Passage provided:
Finally, the collectivization of data has led to the mplementation of collective social contracts as an instrument of governance. Looking back, we might recall the causes for the shift in our understanding of space as divided between private and public and its later transformation into a more fluid entity. I spoke with Diana about the crisis of the early 2020s and the moment in which a new movement began mimicking the algorithms and technologies of the big players, from private companies to central governments.


Diana, in what ways has the restructuring of our societies led to transformations of political systems?

Technology in the 2010s was accessible to only a few. Today, more than fifteen years later, these power relations and hierarchies seem obsolete. Our decentralized and self-organized society is now based on contracts that are being continuously re-articulated. They are not permanent nor hierarchical. Back then “the system” was considered a given; it had a certain set of parameters that someone in a position of political and economical power had chosen. It was only after the crises that people started realizing that the system was not as immutable as it seemed, and the first smart social contracts were tested. These contracts re-articulated themselves, taking into account the collective as well as the individual, creating a bridge between them. It was at this very moment that digital literacy became a condition for citizenship.

 

Why did it take us decades to realize that the digital is an abstract process that needed to be decoupled from the idea of visualization?

At the beginning of the 21st century, during a rapid transition into the realm of the digital, there was a certain moment of confusion. A confusion between the abstractness of the digital and the idea of visualization: what one can and cannot see. As an architect, I remember the days when many of my colleagues were afraid of the digital shift, because they believed that architecture was to focus exclusively on the visible. The visual was merely redundant, a supplementary mediation of the real, similar to the concept of the map and the territory. Being subjugated to the visual and saying: “I only trust what I see” was reducing our focus to the visible interface, which was in fact produced by someone with a specific agenda. After 2022, an increasing number of people started to explore what was behind these visualizations, only
to realize that the digital was never purely visual, but more similar to some kind of encrypted writing through which we could articulate personal models of whatever questions we had.

Dataset:
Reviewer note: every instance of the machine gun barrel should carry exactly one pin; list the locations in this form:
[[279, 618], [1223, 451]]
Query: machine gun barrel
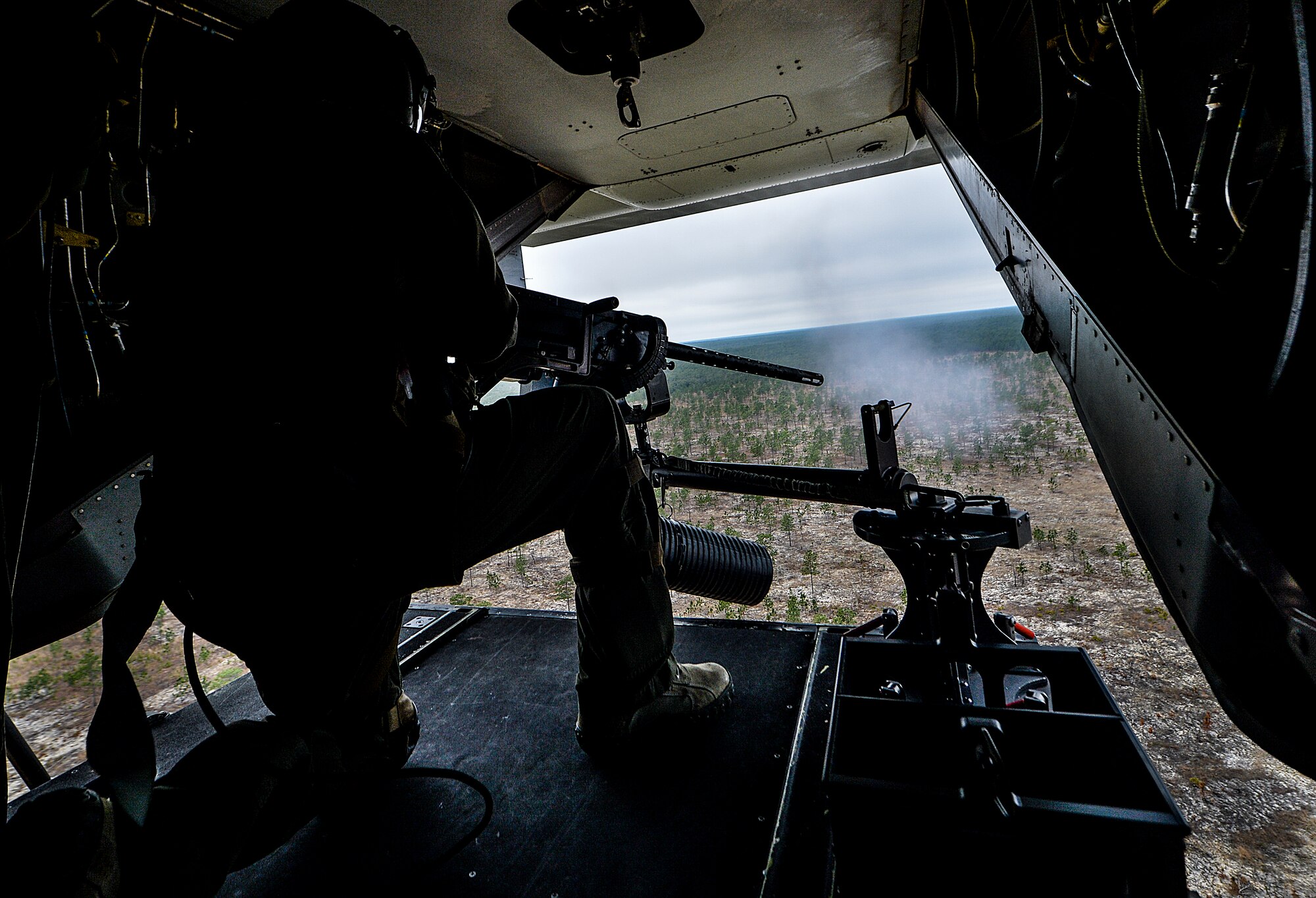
[[684, 354]]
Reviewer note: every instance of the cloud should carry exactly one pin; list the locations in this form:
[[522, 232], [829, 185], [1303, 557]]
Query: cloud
[[880, 248]]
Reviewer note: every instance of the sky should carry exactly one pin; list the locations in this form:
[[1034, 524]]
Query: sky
[[880, 248]]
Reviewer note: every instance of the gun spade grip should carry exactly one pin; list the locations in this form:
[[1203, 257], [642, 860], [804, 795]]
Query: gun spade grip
[[715, 566]]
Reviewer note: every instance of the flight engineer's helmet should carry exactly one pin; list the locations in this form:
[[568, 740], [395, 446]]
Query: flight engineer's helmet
[[332, 59]]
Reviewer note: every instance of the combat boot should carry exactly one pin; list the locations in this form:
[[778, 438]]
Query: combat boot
[[698, 692]]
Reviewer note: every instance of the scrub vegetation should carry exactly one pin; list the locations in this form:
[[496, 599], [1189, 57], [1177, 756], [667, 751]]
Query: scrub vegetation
[[988, 417]]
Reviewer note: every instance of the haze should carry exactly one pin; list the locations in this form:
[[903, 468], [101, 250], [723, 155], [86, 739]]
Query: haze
[[881, 248]]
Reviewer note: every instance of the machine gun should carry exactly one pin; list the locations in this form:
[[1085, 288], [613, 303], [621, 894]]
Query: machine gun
[[567, 342], [939, 539]]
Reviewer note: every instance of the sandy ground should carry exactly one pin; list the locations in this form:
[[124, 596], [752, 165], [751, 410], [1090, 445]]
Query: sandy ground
[[1253, 820]]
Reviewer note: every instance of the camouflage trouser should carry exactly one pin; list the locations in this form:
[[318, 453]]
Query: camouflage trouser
[[319, 634], [291, 583]]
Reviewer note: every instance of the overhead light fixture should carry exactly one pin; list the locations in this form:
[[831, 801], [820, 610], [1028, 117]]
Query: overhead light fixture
[[592, 38]]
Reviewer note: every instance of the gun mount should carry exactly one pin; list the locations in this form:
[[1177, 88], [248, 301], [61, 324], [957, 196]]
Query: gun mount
[[951, 720]]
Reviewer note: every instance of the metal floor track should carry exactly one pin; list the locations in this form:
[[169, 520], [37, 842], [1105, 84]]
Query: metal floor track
[[697, 813]]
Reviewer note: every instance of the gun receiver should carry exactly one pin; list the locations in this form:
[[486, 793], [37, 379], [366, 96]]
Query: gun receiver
[[602, 346]]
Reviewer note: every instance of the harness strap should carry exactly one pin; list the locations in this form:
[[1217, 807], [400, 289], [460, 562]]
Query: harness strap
[[120, 746]]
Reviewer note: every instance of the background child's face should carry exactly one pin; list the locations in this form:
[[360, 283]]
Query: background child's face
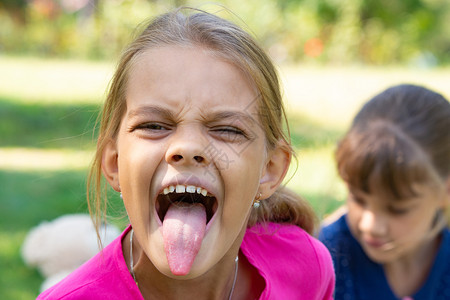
[[191, 118], [390, 229]]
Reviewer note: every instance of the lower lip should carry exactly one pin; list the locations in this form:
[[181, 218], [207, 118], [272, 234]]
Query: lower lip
[[374, 244]]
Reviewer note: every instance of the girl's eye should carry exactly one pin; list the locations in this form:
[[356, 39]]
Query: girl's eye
[[229, 133], [230, 130], [152, 126], [398, 211], [357, 200]]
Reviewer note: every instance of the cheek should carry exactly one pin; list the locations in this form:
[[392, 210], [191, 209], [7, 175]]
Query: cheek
[[354, 215]]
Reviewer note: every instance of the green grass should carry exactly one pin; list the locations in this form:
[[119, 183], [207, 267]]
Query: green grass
[[28, 198], [46, 125]]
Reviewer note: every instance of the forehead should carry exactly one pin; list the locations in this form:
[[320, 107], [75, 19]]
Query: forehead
[[189, 76]]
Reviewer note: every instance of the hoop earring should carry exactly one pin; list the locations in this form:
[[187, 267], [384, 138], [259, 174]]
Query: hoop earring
[[256, 202]]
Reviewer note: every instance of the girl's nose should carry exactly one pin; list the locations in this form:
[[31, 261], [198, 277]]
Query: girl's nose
[[372, 223], [187, 147]]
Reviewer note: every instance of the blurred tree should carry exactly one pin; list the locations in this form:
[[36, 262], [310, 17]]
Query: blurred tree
[[338, 31]]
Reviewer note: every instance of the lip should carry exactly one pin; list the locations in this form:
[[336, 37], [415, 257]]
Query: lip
[[374, 243], [191, 179]]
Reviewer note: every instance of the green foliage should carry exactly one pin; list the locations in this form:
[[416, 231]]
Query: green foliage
[[46, 125], [366, 31]]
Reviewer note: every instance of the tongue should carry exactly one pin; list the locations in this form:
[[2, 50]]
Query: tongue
[[183, 230]]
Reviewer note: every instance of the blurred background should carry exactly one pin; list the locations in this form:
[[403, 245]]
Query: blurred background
[[57, 57]]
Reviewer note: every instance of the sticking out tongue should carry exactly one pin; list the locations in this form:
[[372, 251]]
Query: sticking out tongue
[[183, 230]]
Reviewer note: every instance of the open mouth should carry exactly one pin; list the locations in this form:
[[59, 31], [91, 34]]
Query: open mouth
[[185, 194]]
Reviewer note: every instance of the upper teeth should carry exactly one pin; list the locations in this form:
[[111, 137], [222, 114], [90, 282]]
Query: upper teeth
[[180, 188]]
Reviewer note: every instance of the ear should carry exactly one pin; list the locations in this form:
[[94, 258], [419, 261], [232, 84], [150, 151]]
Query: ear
[[110, 167], [447, 195], [275, 170]]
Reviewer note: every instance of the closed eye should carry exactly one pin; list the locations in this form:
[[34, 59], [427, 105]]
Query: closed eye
[[229, 134], [152, 126], [232, 130]]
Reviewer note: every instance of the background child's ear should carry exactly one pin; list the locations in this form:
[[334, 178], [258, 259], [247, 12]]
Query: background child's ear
[[110, 167], [277, 165]]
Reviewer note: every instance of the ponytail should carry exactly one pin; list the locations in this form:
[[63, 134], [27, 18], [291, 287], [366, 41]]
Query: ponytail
[[285, 206]]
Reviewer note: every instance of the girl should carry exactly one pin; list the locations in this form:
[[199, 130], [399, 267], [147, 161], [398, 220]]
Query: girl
[[394, 242], [191, 136]]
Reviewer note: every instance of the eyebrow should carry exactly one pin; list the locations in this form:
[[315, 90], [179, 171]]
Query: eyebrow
[[148, 110], [221, 115], [246, 118]]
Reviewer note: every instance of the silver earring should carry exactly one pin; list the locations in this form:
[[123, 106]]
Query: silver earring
[[256, 202]]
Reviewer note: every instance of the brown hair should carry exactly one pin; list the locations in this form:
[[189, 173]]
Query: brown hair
[[233, 44], [400, 137]]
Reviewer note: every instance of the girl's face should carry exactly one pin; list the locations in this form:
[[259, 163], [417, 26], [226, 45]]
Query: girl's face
[[389, 230], [191, 126]]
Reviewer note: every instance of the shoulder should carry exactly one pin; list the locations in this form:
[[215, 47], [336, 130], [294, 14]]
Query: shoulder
[[290, 256], [102, 276], [334, 234]]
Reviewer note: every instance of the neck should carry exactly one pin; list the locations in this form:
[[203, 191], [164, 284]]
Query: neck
[[407, 274], [155, 285]]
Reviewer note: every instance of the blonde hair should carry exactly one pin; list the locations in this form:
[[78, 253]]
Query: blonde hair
[[236, 46]]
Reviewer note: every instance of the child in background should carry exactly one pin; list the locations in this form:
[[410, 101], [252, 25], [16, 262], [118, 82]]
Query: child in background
[[394, 242], [191, 136]]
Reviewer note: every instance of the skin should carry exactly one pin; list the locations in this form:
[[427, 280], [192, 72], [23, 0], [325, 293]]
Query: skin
[[398, 234], [185, 105]]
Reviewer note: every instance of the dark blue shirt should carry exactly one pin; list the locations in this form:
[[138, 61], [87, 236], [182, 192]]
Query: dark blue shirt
[[359, 278]]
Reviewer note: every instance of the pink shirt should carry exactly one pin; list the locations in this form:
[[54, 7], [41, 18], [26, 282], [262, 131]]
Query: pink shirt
[[293, 264]]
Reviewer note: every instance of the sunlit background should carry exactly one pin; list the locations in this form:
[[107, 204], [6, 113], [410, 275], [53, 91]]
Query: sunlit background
[[57, 57]]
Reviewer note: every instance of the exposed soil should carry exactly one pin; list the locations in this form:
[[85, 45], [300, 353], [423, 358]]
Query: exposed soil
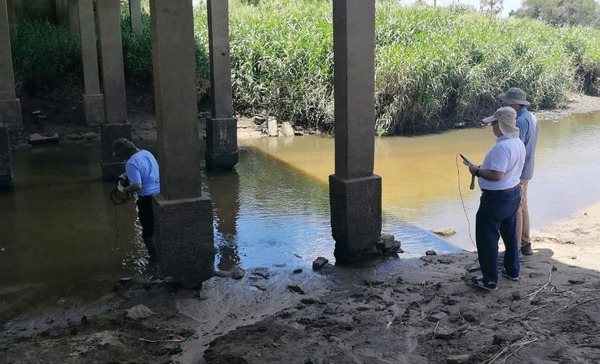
[[388, 311]]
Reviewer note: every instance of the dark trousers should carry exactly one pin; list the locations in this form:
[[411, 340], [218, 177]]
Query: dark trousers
[[497, 217]]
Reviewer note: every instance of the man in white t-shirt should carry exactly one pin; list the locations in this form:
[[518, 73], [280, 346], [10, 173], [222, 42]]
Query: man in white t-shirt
[[498, 178]]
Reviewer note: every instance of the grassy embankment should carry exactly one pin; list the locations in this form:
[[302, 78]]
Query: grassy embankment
[[433, 66]]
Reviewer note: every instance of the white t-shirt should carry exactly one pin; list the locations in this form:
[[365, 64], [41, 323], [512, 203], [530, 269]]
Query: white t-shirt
[[508, 156]]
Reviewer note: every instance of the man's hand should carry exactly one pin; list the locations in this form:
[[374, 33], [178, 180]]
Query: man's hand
[[473, 168]]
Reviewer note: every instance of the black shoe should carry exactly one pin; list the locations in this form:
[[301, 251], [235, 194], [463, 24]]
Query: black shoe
[[526, 249], [501, 256], [504, 274], [479, 282]]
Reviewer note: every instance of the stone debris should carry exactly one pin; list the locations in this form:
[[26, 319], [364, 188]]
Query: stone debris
[[443, 232], [45, 138], [138, 312], [320, 262]]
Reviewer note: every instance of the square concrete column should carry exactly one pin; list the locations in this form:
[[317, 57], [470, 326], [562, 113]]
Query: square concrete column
[[354, 191], [6, 176], [111, 167], [62, 12], [111, 53], [135, 15], [221, 144], [183, 215], [221, 129], [93, 100], [12, 20], [10, 107], [73, 14]]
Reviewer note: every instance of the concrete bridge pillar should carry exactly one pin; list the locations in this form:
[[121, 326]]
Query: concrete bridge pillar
[[135, 15], [93, 100], [221, 128], [10, 106], [6, 176], [183, 215], [113, 83], [354, 191], [12, 20]]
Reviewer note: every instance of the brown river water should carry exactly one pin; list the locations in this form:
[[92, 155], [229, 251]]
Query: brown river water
[[63, 243]]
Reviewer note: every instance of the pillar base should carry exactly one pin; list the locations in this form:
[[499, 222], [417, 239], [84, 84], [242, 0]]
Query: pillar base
[[185, 239], [111, 167], [221, 144], [94, 109], [355, 217], [10, 114]]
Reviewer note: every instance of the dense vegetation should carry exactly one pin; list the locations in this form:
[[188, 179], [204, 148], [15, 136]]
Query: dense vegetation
[[434, 66]]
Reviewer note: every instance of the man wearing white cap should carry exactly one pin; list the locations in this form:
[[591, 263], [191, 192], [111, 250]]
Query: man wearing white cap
[[499, 176], [516, 98]]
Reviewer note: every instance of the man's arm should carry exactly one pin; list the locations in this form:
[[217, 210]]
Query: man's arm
[[132, 188], [488, 174]]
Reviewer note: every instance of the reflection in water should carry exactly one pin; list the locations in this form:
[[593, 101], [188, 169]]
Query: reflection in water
[[425, 183], [224, 190], [62, 242]]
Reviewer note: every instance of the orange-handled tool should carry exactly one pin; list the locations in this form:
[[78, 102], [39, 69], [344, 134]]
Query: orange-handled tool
[[467, 162]]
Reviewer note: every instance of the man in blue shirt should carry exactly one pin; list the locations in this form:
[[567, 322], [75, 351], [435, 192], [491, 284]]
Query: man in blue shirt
[[500, 197], [528, 131], [142, 171]]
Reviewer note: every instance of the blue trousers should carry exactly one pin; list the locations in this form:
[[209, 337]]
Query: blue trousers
[[497, 217]]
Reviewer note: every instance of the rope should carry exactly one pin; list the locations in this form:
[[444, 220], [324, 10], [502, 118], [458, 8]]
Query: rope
[[463, 202]]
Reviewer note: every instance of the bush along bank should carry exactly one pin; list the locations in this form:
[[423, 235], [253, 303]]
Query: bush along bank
[[434, 66]]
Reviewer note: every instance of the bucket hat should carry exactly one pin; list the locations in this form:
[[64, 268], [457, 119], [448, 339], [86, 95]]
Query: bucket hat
[[507, 121], [514, 95]]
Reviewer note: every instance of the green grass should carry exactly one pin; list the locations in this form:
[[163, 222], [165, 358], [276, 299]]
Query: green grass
[[434, 66]]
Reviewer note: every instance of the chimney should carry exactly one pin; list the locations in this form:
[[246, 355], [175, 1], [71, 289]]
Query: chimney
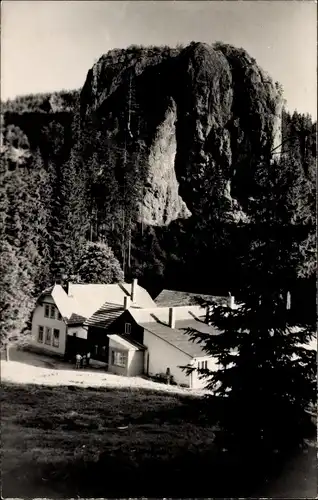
[[230, 301], [172, 318], [65, 284], [209, 309], [134, 289], [126, 303]]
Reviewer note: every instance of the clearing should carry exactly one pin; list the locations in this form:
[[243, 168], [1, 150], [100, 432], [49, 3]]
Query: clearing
[[68, 434]]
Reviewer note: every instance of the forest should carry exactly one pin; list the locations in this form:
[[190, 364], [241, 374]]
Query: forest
[[65, 212]]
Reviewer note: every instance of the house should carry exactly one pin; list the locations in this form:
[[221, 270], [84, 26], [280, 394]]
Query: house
[[59, 318], [173, 298], [152, 340], [124, 329]]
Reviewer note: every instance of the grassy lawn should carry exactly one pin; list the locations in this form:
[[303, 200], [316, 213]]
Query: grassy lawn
[[66, 441]]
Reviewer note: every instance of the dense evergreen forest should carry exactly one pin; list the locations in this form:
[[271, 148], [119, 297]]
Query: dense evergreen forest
[[61, 194]]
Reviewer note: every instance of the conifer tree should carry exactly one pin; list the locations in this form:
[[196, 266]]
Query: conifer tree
[[266, 376], [99, 265]]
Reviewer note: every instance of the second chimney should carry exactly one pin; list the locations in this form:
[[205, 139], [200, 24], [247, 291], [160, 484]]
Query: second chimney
[[134, 290], [126, 303], [230, 301], [172, 317]]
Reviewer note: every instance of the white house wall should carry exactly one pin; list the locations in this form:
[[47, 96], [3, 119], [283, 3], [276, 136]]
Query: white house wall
[[39, 319], [135, 363], [163, 355]]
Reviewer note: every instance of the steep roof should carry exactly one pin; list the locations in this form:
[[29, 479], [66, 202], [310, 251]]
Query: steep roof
[[85, 300], [178, 336], [76, 319], [126, 341], [161, 314], [105, 316], [175, 298], [156, 321], [91, 297]]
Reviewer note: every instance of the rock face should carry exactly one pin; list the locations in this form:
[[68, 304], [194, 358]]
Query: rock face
[[204, 116], [162, 202]]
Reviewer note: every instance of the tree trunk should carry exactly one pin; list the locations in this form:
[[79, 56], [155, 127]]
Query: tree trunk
[[7, 349]]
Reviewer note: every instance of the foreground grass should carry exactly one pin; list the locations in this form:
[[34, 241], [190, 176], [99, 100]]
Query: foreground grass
[[63, 442], [68, 441]]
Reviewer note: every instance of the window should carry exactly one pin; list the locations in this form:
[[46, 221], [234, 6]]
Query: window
[[56, 337], [40, 334], [202, 365], [52, 314], [119, 358], [48, 335], [47, 311]]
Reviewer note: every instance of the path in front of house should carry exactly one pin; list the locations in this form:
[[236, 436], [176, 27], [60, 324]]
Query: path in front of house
[[29, 368]]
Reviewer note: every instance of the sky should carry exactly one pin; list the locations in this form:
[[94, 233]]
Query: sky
[[51, 45]]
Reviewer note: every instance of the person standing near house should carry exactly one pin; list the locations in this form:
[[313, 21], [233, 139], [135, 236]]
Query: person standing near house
[[78, 359]]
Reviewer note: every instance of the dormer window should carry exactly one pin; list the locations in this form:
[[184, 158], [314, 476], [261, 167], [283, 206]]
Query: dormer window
[[127, 328]]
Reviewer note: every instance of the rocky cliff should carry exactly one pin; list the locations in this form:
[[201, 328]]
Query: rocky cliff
[[204, 116]]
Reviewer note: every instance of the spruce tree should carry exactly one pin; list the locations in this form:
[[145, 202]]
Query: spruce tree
[[99, 265], [266, 364]]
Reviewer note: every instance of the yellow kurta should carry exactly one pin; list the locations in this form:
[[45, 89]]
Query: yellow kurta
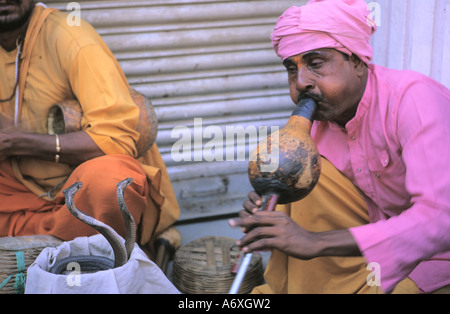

What this exercise asks:
1. Duplicate the passage of the interview with Diana from "Finally, the collectivization" up to and including "to central governments.".
2. Answer these questions from the interview with Diana:
(a) What became a condition for citizenship?
(b) What profession does Diana say she had?
(c) After which year did more people start to explore what was behind the visualizations?
3. Resume the interview with Diana about technology and social contracts, picking up after its final sentence.

Per-task answers:
1.
Finally, the collectivization of data has led to the mplementation of collective social contracts as an instrument of governance. Looking back, we might recall the causes for the shift in our understanding of space as divided between private and public and its later transformation into a more fluid entity. I spoke with Diana about the crisis of the early 2020s and the moment in which a new movement began mimicking the algorithms and technologies of the big players, from private companies to central governments.

2.
(a) Digital literacy
(b) Architect
(c) 2022

3.
 

Will collective contracts replace representative democracy?

In order to address the community, the city or a certain political conundrum, the decentralisation of data platforms such as Baidu, Google and Facebook fully realized itself. We finally own our personal data and our spaces of existence, and we use them to articulate collective contracts, which allow others to access these spaces selectively. These contracts do not have an author and after all, can one really talk about authorship in the realm of the digital? Contracts are aimed at providing certain answers, to collapse and to renew, depending on questions asked by the community, always keeping in mind that what the community means remains fluid. Every time the contract or the model collapses, a new contract appears. This is what we now call “permanent BETA”, a contract between individuals that is constantly updated and reinvented because it is never finished. What we get out of this self-regulating model is a spectrum of answers within a certain community, characterized by nuances fluctuating and melting into each other; in stark contrast to categories, boxes and classifications of the past. The beauty and quality of such a spectrum is that it is in perpetual motion and at the same time one can choose freely how to cut it. We call the spectrum a space of probabilities, meaning that an answer is no longer right or wrong, but rather more or less likely to happen. The moment you cut the spectrum, you create a sort of alphabet with which you are able to characterise a position within the community—like you would when writing a poem—or even create a new dataset or pose a new question.

 

What we came to call a community is not tied to a specific size or boundary. We issue contracts simultaneously, for the entire planet and for small enclaves, considering both the collective and the individual. Could you say these contracts have become another face of who we are, reaching beyond physical borders?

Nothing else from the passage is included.